§ **WORK TO DO**
Copy the records word for word from their first line through the line containing "[0,0,300,13]", including both ends and leaving out the pictures.

§ **DATA SUPPLIED**

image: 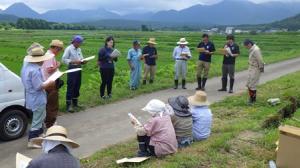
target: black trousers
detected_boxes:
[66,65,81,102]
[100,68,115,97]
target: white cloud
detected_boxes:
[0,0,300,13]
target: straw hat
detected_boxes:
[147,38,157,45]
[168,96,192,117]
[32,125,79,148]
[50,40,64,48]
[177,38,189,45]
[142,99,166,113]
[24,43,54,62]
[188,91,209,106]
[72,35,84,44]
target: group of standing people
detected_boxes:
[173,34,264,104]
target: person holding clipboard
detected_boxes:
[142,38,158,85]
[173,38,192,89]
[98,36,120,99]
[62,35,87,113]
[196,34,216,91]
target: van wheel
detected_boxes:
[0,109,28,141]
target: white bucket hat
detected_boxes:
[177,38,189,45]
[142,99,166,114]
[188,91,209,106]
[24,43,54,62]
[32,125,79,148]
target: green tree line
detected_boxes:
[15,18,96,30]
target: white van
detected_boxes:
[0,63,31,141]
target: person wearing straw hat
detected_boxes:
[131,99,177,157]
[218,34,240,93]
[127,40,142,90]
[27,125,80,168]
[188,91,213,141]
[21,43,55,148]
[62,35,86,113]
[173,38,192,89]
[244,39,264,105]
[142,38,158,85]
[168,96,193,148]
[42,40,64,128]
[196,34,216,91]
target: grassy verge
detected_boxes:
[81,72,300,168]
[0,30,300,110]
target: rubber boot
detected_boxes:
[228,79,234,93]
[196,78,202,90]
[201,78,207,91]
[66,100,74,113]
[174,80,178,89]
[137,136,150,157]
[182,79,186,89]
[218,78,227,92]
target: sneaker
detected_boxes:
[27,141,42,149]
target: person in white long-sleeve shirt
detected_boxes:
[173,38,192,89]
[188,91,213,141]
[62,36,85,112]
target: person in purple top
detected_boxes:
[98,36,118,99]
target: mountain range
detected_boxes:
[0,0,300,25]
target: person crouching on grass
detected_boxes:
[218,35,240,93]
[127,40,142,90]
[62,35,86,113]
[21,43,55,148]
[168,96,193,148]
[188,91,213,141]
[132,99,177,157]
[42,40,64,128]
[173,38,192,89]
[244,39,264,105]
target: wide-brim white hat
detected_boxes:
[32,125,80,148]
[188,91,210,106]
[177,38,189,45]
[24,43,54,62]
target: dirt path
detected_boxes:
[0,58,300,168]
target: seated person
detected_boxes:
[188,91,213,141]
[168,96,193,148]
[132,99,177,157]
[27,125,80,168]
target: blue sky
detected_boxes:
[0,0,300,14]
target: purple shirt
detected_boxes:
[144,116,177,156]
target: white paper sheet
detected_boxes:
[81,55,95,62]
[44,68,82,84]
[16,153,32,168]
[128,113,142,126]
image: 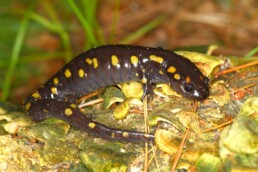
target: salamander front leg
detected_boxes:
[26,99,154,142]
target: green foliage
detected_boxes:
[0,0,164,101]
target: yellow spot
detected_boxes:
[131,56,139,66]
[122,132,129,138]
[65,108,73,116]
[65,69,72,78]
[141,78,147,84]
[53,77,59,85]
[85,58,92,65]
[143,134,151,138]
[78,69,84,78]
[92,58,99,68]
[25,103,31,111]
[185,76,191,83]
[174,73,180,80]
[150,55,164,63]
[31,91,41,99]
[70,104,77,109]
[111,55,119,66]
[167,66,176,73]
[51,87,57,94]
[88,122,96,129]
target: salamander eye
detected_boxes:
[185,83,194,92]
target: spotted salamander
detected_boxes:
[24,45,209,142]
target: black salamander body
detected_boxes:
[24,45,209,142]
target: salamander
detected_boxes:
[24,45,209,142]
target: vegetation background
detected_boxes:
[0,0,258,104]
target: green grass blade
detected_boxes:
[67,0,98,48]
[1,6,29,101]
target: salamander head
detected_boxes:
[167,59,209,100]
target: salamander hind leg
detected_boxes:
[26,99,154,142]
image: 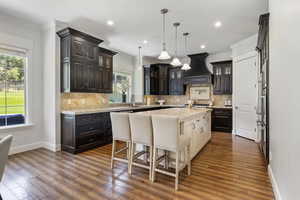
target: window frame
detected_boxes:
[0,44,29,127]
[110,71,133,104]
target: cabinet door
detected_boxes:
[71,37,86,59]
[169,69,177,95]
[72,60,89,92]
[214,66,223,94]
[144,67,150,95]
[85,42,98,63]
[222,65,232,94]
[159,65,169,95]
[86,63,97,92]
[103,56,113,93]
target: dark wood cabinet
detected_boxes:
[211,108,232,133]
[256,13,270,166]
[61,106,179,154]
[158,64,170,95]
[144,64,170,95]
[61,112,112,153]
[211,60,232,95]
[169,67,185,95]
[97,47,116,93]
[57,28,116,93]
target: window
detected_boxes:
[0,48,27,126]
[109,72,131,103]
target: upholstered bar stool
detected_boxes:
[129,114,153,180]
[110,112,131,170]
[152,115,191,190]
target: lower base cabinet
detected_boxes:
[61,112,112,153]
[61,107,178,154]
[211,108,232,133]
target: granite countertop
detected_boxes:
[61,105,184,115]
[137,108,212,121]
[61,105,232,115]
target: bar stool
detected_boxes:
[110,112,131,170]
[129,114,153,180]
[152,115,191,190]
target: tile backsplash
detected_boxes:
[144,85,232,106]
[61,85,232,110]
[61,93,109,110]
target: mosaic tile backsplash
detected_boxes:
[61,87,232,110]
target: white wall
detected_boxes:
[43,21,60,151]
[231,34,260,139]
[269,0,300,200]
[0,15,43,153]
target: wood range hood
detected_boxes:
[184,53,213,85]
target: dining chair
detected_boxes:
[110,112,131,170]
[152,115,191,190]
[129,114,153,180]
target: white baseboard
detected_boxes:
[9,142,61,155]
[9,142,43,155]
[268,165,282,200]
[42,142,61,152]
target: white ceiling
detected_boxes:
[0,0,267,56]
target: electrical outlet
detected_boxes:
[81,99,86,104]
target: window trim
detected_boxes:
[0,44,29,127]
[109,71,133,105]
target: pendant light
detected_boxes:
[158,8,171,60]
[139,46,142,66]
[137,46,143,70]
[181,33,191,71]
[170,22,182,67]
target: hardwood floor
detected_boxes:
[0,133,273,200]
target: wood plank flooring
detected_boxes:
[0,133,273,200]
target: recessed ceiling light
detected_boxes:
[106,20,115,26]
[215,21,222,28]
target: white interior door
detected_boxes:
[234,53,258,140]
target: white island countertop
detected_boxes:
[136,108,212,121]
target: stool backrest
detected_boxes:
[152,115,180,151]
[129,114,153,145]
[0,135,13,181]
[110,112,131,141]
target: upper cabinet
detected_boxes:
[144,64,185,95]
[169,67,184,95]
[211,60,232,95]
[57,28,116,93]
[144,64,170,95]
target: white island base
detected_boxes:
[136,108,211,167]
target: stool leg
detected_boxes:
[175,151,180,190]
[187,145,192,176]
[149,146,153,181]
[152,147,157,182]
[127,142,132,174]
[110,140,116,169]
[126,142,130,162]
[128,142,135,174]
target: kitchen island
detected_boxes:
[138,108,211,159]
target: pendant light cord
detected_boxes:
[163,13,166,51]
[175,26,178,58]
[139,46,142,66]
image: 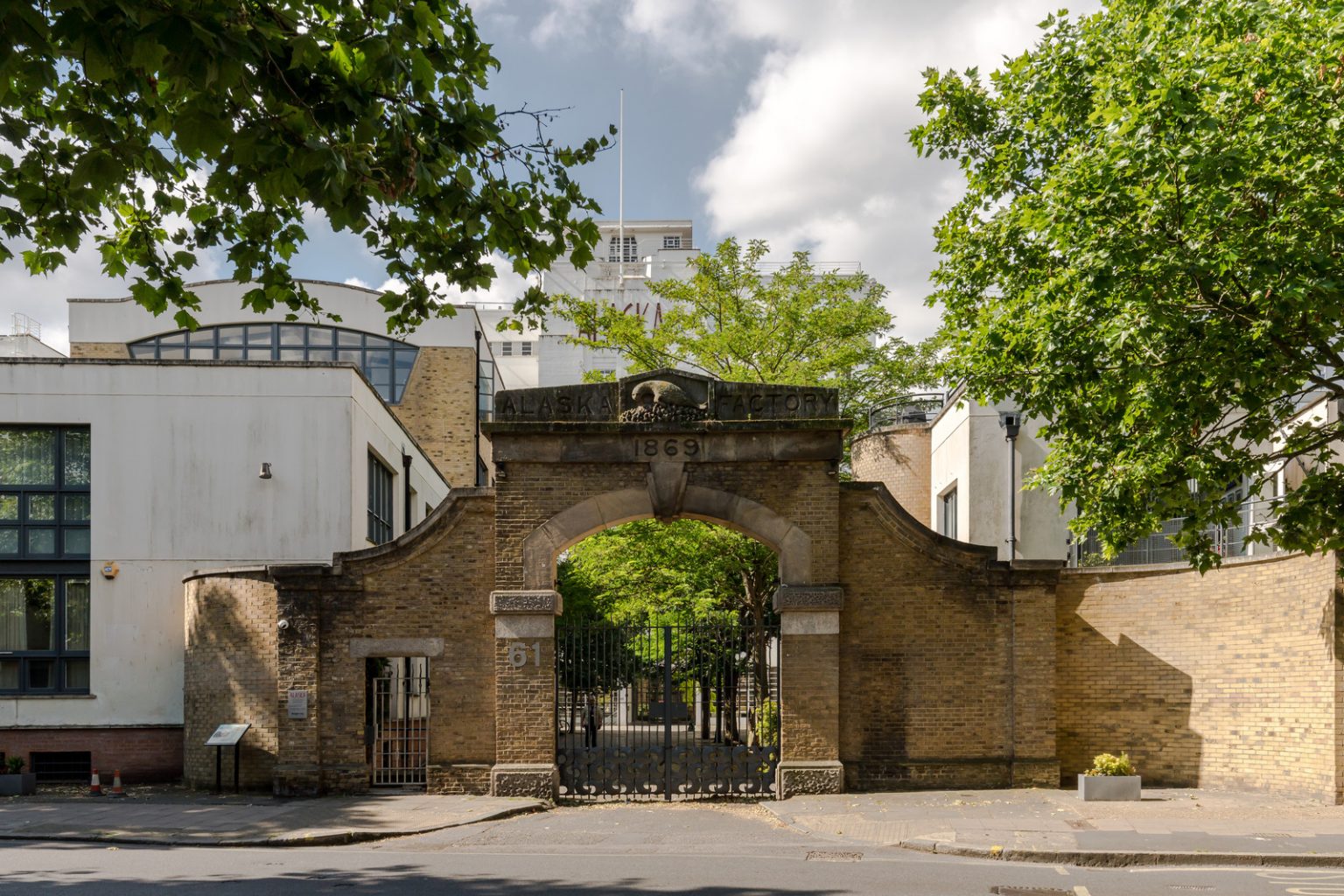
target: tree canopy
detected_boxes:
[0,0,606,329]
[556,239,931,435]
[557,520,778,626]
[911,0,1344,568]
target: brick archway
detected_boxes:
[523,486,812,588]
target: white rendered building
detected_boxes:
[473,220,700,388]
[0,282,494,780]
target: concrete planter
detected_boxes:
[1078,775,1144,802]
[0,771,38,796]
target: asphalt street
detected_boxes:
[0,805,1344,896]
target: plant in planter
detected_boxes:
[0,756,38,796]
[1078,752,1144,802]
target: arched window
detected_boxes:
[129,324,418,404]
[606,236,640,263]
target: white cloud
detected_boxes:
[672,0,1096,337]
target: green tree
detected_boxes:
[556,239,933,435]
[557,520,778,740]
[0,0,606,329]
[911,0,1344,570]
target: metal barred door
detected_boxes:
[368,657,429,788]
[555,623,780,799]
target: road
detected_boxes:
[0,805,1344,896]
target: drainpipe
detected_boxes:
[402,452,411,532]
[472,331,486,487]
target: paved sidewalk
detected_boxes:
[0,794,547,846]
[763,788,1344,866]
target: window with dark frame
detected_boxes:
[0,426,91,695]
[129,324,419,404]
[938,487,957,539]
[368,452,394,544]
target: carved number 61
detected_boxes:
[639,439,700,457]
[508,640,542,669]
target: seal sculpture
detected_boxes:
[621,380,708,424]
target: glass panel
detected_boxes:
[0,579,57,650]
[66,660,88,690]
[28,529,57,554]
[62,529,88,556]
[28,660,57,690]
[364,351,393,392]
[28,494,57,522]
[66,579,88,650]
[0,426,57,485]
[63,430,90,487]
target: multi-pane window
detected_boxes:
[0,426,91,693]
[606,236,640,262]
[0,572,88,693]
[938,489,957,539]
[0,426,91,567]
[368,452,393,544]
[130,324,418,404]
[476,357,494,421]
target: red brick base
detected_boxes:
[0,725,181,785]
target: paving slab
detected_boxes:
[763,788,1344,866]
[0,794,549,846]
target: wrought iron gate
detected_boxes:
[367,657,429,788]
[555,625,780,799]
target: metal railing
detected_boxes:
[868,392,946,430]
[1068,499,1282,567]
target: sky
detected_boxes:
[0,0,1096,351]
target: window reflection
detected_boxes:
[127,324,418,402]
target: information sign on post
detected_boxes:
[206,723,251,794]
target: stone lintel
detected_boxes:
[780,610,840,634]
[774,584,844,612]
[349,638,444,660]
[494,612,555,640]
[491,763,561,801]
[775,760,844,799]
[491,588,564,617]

§ **SOLUTION TO THE PROBLEM**
image: 
target: black trousers
detected_boxes:
[66,65,81,102]
[100,68,115,97]
target: white cloud
detected_boxes:
[0,0,300,13]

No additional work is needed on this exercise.